Start Text segment
The equivalent of dependency injection in F# is partial function application, but it isn't functional.

This is the second article in a small article series called from dependency injection to dependency rejection.

People often ask me how to do dependency injection in F#. That's only natural, since I wrote Dependency Injection in .NET some years ago, and also since I've increasingly focused my energy on F# and other functional programming languages.

Over the years, I've seen other F# experts respond to that question, and often, the answer is that partial function application is the F# way to do dependency injection. For some years, I believed that as well. It turns out to be true in one sense, but incorrect in another. Partial application is equivalent to dependency injection. It's just not a functional solution to dealing with dependencies.

(To be as clear as I can be: I'm not claiming that partial application isn't functional. What I claim is that partial application used for dependency injection isn't functional.)

Attempted dependency injection using functions #

Returning to the example from the previous article, you could try to rewrite MaîtreD.TryAccept as a function:

// int -> (DateTimeOffset -> Reservation list) -> (Reservation -> int) -> Reservation
// -> int option
let tryAccept capacity readReservations createReservation reservation =
    let reservedSeats =
        readReservations reservation.Date |> List.sumBy (fun x -> x.Quantity)
    if reservedSeats + reservation.Quantity <= capacity
    then createReservation { reservation with IsAccepted = true } |> Some
    else None

You could imagine that this tryAccept function is part of a module called MaîtreD, just to keep the examples as equivalent as possible.

The function takes four arguments. The first is the capacity of the restaurant in question; a primitive integer. The next two arguments, readReservations and createReservation fill the role of the injected IReservationsRepository in the previous article. In the object-oriented example, the TryAccept method used two methods on the repository: ReadReservations and Create. Instead of using an interface, in the F# function, I make the function take two independent functions. They have (almost) the same types as their C# counterparts.

The first three arguments correspond to the injected dependencies in the previous MaîtreD class. The fourth argument is a Reservation value, which corresponds to the input to the previous TryAccept method.

Instead of returning a nullable integer, this F# version returns an int option.

The implementation is also equivalent to the C# example: Read the relevant reservations from the database using the readReservations function argument, and sum over their quantities. Based on the number of already reserved seats, decide whether or not to accept the reservation. If you can accept the reservation, set IsAccepted to true, call the createReservation function argument, and pipe the returned ID (integer) to Some. If you can't accept the reservation, then return None.

Notice that the first three arguments are 'dependencies', whereas the last argument is the 'actual input', if you will. This means that you can use partial function application to compose this function.

Application #

If you recall the definition of the previous IMaîtreD interface, the TryAccept method was defined like this (C# code snippet):

int? TryAccept(Reservation reservation);

You could attempt to define a similar function with the type Reservation -> int option. Normally, you'd want to do this closer to the boundary of the application, but the following example demonstrates how to 'inject' real database operations into the function.
End Text segment
◆ **Objective 1**
Reproduce every row of the source data without changing anything.
The article and the source data have no connection to each other.
Start Records for this task
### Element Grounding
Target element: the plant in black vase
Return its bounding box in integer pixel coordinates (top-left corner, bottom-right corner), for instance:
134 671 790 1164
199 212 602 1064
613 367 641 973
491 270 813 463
End Records for this task
◆ **Objective 2**
Translate this sentence from the article on dependency injection in F# into Spanish: "Partial application is equivalent to dependency injection."

◆ **Written response 1**
### Element Grounding
Target element: the plant in black vase
Return its bounding box in integer pixel coordinates (top-left corner, bottom-right corner), for instance:
134 671 790 1164
199 212 602 1064
613 367 641 973
491 270 813 463

◆ **Written response 2**
La aplicación parcial es equivalente a la inyección de dependencias.